>> begin

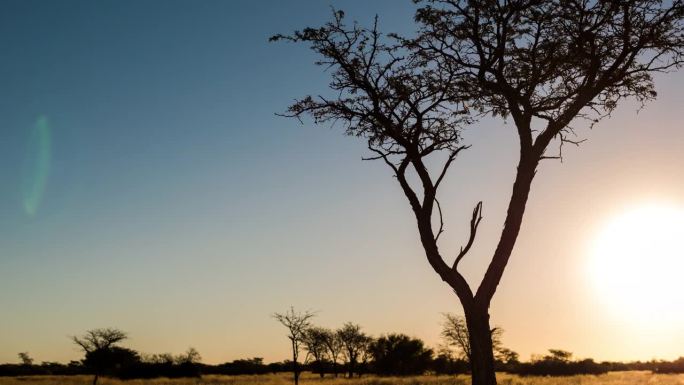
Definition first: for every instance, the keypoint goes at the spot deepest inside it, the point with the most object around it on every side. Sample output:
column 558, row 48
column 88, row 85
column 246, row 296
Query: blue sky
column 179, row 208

>> end
>> begin

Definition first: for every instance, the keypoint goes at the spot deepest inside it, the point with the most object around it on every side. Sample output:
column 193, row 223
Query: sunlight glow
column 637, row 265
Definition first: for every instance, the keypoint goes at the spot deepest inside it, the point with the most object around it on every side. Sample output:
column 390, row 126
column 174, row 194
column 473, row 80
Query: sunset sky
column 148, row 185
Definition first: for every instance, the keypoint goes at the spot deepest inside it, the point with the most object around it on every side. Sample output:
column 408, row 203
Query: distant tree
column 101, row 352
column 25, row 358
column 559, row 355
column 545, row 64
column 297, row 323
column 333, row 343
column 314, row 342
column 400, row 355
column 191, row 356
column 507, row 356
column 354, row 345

>> end

What you are asked to do
Gather each line of the records above that contains the string "Query". Treat case as significant.

Exercise output
Query: blue sky
Query: sunlight glow
Query: sunset sky
Query: distant tree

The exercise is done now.